Travail demandé
1) D'après la critique théâtrale, de quelle expression le nom « TG Stan » est-il l'acronyme ?
2) Prolongez la critique théâtrale à partir de sa dernière phrase.

Texte présenté
────────────────

Ce qui est beau dans cette pièce, c’est-à-dire ce que je retiens malgré sa longueur, sa narration lourde et ses réflexions virilistes, c’est son mélange des genres, sa passerelle floue entre réel et fiction, son dynamisme et ses effets visuels (à chaque partie il y a UN décor qui lui correspond à merveille). Une beauté touchante.
Némésis, mise en scène par Tiphaine Raffier
Adapté du roman de Philip Roth
Avec : Clara Bretheau, Éric Challier, Maxime Dambrin, Judith Derouin, Juliet Doucet, François Godart, Alexandre Gonin, Maika Louakairim, Tom Menanteau, Hélène Patarot, Édith Proust, Stuart Seide, Adrien Serre
Musique : Guillaume Bachelé, Pierre Marescaux et Clément Darlu
Scénographie : Hélène Jourdan assistée d’Alice Girardet
Création lumières : Kelig Le Bars
Dernières sorties et culture générale - Poquelin II
La seconde pièce dont je souhaitais parler est montée par un monstre du théâtre contemporain : les TG Stan. Le genre de nom que tout le monde connaît et dont tout le monde parle. J’étais donc plus que ravie de pouvoir enfin savoir s’ils étaient à la hauteur de leur réputation. Eh bien je vous le dis, ça n’a pas manqué !
Mais d’abord, qui sont donc les TG Stan ? Il faut déjà savoir que leur nom est l’acronyme de « Stop Thinking About Names » - il y a déjà là quelque chose qui veut rompre avec la tradition d’un théâtre élitiste. Ensuite, c’est un collectif de théâtre fondé notamment par Jolente De Keersmaeker, Damiaan De Schrijver et Frank Vercruyssen, qui se sont rencontrés à la fin des années 80 au Conservatoire à Anvers. Dans ce collectif, chaque comédien travaille ensemble mais dispose aussi librement de son propre parcours artistique. Leur façon de travailler ensemble repose sur la création collective, une certaine démocratie théâtrale dans laquelle chacun a sa voix au chapitre (autant sur le texte que les décors ou les lumières). Pour résumer leur pensée, on peut parler de « comédien souverain, qui est aussi bien interprète que créateur ». Le texte est également central pour eux, ils passent beaucoup plus de temps à la table qu’au plateau, afin de garder quelque chose de vivant au moment des représentations.

────────────────

Lignes de données
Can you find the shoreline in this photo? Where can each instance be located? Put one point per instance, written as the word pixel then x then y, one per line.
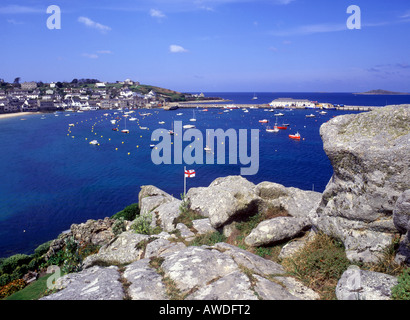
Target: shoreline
pixel 16 114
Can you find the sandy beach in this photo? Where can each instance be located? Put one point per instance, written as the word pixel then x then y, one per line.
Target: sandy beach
pixel 17 114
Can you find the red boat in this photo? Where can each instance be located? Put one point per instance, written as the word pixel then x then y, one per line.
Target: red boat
pixel 295 136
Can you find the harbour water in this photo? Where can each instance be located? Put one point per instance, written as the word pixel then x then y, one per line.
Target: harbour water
pixel 51 177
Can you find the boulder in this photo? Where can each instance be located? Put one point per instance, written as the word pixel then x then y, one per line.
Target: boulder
pixel 275 230
pixel 370 153
pixel 356 284
pixel 297 202
pixel 123 250
pixel 401 218
pixel 151 197
pixel 224 200
pixel 96 283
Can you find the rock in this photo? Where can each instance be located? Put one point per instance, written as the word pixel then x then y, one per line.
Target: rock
pixel 276 229
pixel 370 153
pixel 150 197
pixel 401 212
pixel 224 200
pixel 95 283
pixel 233 286
pixel 123 250
pixel 162 247
pixel 166 213
pixel 356 284
pixel 144 282
pixel 289 249
pixel 203 226
pixel 297 202
pixel 96 232
pixel 250 261
pixel 195 267
pixel 269 290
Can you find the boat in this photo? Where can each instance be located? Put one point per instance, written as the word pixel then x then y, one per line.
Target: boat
pixel 208 148
pixel 275 129
pixel 295 136
pixel 125 130
pixel 193 119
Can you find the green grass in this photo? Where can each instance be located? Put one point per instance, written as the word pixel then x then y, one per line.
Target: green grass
pixel 33 291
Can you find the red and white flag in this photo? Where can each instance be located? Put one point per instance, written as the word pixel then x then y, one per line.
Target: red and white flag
pixel 189 173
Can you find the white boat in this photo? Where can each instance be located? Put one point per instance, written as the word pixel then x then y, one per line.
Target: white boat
pixel 208 148
pixel 193 119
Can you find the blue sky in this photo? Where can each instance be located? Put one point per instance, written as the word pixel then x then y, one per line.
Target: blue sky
pixel 211 45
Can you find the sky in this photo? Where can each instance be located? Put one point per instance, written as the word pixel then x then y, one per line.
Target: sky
pixel 211 45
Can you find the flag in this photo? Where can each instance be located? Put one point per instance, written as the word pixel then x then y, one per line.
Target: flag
pixel 189 173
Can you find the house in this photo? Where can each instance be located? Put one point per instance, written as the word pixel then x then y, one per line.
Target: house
pixel 28 85
pixel 290 102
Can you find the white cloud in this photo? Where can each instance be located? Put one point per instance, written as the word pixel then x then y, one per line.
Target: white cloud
pixel 156 14
pixel 90 55
pixel 176 49
pixel 104 52
pixel 16 9
pixel 92 24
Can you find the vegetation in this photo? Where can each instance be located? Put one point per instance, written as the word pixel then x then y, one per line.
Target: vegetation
pixel 402 290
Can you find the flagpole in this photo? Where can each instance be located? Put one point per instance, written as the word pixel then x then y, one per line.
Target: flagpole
pixel 184 182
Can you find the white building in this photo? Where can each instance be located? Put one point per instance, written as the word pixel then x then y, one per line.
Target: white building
pixel 290 102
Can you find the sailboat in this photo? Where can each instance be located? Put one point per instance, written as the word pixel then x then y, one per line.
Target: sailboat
pixel 208 148
pixel 193 119
pixel 125 130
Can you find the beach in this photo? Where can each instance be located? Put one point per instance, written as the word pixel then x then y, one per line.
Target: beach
pixel 17 114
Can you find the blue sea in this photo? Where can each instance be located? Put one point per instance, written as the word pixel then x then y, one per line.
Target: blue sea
pixel 51 177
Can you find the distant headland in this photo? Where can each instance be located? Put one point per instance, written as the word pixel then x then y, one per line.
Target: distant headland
pixel 382 92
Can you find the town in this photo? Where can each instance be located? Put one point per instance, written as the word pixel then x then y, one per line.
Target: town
pixel 85 94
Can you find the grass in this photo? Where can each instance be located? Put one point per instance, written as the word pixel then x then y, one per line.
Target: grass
pixel 33 291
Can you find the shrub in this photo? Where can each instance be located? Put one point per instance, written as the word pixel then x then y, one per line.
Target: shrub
pixel 319 265
pixel 42 249
pixel 128 213
pixel 118 226
pixel 11 263
pixel 11 288
pixel 142 225
pixel 402 290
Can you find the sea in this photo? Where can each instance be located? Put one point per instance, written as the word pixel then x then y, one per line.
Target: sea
pixel 52 177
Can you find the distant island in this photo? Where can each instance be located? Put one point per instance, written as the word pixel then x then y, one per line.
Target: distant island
pixel 382 92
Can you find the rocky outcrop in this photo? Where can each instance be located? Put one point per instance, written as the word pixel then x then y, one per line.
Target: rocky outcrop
pixel 370 155
pixel 401 218
pixel 356 284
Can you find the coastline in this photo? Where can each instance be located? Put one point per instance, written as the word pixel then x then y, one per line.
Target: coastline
pixel 16 114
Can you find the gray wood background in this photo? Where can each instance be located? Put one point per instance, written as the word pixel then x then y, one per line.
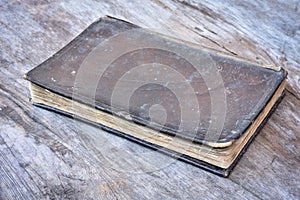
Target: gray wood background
pixel 44 155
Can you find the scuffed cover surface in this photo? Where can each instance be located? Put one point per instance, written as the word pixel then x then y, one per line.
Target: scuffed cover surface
pixel 247 87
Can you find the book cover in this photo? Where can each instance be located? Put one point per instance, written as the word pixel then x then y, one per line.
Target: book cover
pixel 192 103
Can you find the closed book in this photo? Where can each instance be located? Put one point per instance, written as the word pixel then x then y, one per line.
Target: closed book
pixel 192 103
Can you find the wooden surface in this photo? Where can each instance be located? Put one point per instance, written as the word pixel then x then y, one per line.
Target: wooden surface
pixel 48 156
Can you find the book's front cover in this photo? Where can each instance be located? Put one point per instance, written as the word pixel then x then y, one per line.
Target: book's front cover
pixel 159 82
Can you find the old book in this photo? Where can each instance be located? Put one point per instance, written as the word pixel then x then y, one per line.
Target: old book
pixel 195 104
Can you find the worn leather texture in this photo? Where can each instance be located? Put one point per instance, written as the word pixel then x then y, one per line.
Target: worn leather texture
pixel 240 89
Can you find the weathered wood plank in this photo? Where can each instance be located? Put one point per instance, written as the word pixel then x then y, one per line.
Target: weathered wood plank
pixel 45 155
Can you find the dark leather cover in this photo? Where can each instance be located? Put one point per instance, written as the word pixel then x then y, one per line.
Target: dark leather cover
pixel 229 93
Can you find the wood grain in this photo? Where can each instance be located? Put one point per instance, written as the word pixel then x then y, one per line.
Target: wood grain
pixel 48 156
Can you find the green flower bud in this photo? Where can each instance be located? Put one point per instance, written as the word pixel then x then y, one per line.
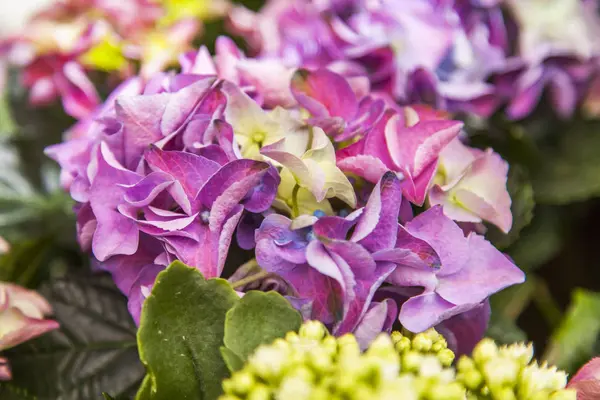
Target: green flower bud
pixel 260 392
pixel 519 352
pixel 313 330
pixel 565 394
pixel 421 342
pixel 450 391
pixel 314 365
pixel 446 357
pixel 484 351
pixel 501 372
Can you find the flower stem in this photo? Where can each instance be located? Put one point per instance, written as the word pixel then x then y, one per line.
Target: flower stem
pixel 295 208
pixel 249 279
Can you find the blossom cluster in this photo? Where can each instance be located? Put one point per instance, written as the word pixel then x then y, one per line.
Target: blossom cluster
pixel 66 45
pixel 314 365
pixel 469 56
pixel 322 188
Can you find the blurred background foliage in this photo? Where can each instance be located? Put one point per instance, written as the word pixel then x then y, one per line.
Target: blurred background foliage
pixel 554 182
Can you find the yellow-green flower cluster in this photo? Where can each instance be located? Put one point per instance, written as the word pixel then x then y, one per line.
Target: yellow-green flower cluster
pixel 313 365
pixel 412 347
pixel 317 366
pixel 510 373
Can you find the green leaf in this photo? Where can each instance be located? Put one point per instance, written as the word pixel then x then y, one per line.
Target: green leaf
pixel 573 341
pixel 523 204
pixel 570 172
pixel 180 333
pixel 94 349
pixel 232 360
pixel 7 124
pixel 540 241
pixel 145 389
pixel 259 318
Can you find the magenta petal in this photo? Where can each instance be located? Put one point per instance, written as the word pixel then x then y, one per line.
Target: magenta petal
pixel 587 381
pixel 234 183
pixel 23 328
pixel 413 277
pixel 125 269
pixel 115 233
pixel 422 312
pixel 5 372
pixel 527 95
pixel 209 250
pixel 415 147
pixel 328 228
pixel 140 290
pixel 79 95
pixel 487 271
pixel 190 170
pixel 277 246
pixel 182 103
pixel 320 259
pixel 378 224
pixel 145 191
pixel 444 236
pixel 324 93
pixel 141 118
pixel 464 331
pixel 379 318
pixel 415 188
pixel 376 143
pixel 369 167
pixel 364 290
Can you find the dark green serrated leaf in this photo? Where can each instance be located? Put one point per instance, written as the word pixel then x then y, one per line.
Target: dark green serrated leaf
pixel 181 331
pixel 570 172
pixel 259 318
pixel 232 360
pixel 540 241
pixel 7 124
pixel 573 341
pixel 93 351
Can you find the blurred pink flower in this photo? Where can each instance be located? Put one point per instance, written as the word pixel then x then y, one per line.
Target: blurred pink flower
pixel 587 381
pixel 22 315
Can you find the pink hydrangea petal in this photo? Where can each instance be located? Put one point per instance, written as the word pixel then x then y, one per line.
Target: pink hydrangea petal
pixel 324 93
pixel 472 283
pixel 17 328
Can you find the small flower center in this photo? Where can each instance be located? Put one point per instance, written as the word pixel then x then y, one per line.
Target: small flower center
pixel 258 137
pixel 319 213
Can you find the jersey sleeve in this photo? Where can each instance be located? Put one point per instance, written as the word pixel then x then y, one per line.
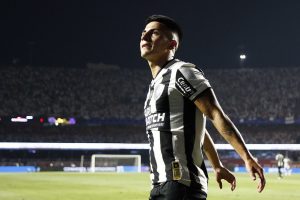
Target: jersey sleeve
pixel 190 82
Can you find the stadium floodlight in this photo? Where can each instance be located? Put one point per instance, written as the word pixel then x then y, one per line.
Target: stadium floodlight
pixel 115 163
pixel 243 56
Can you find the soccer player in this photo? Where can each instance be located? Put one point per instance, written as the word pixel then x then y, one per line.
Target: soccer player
pixel 178 101
pixel 287 166
pixel 279 157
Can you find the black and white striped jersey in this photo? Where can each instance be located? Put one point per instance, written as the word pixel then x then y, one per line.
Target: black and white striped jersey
pixel 174 125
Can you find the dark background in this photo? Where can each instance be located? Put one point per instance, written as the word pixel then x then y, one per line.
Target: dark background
pixel 74 33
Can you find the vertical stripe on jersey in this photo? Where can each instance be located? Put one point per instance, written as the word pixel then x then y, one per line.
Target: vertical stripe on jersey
pixel 153 164
pixel 162 104
pixel 189 136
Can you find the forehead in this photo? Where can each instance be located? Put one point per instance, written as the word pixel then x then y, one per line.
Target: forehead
pixel 155 25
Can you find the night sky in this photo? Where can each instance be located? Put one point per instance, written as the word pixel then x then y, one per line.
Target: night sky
pixel 73 33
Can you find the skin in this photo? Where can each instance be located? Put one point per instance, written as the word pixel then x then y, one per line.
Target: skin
pixel 158 45
pixel 220 171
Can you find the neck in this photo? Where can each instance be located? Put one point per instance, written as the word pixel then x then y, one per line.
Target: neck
pixel 155 66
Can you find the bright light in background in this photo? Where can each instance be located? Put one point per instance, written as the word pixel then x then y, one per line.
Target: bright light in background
pixel 242 56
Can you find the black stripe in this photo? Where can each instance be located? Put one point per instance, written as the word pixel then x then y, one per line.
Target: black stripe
pixel 163 105
pixel 189 137
pixel 152 157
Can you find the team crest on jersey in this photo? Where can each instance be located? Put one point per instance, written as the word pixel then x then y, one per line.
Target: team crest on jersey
pixel 158 91
pixel 183 85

────────────────

Résultats par tâche
1) « Stop Thinking About Names ».

2)
Pour leur dernière création, une adaptation libre du Bourgeois gentilhomme et de L’Avare, les TG Stan nous prouvent que les œuvres de Molière ne sont ni poussiéreuses ni dépassées : sur leurs tréteaux, les rivalités amoureuses, conflits de générations et pressions financières ne semblent pas avoir pris une ride ! Fidèle à la démarche de l’illustre auteur, ce Poquelin II ne lésine pas sur l’humour et le comique de situation, parfois le meilleur moyen de faire résonner la gravité des circonstances.
Pour cette pièce, je me souviens d’une certaine longueur – forcément, deux pièces de Molière, même adaptées pour un seul spectacle, ça fait beaucoup. Mais je me souviens surtout des véritables éclats de rire qui résonnaient dans toute la salle. Je crois que je n’ai jamais vu une troupe prendre autant de plaisir à être sur scène. Ils étaient bien sûr aidé par le comique des deux pièces, mais ils en jouaient toujours plus, avec de l’improvisation, des adresses et œillades complices au public, le fait de tout assumer sur scène (les changements de personnage à vu, la présence d’un souffleur, …). Tout était fait pour que la légèreté et le rire soient au cœur du spectacle. Avec des tréteaux en bois, une partie du public sur scène, les allers et venus de certains personnages dans la salle, on se serait presque cru dans un spectacle de rue. Un plaisir partagé entre scène et salle.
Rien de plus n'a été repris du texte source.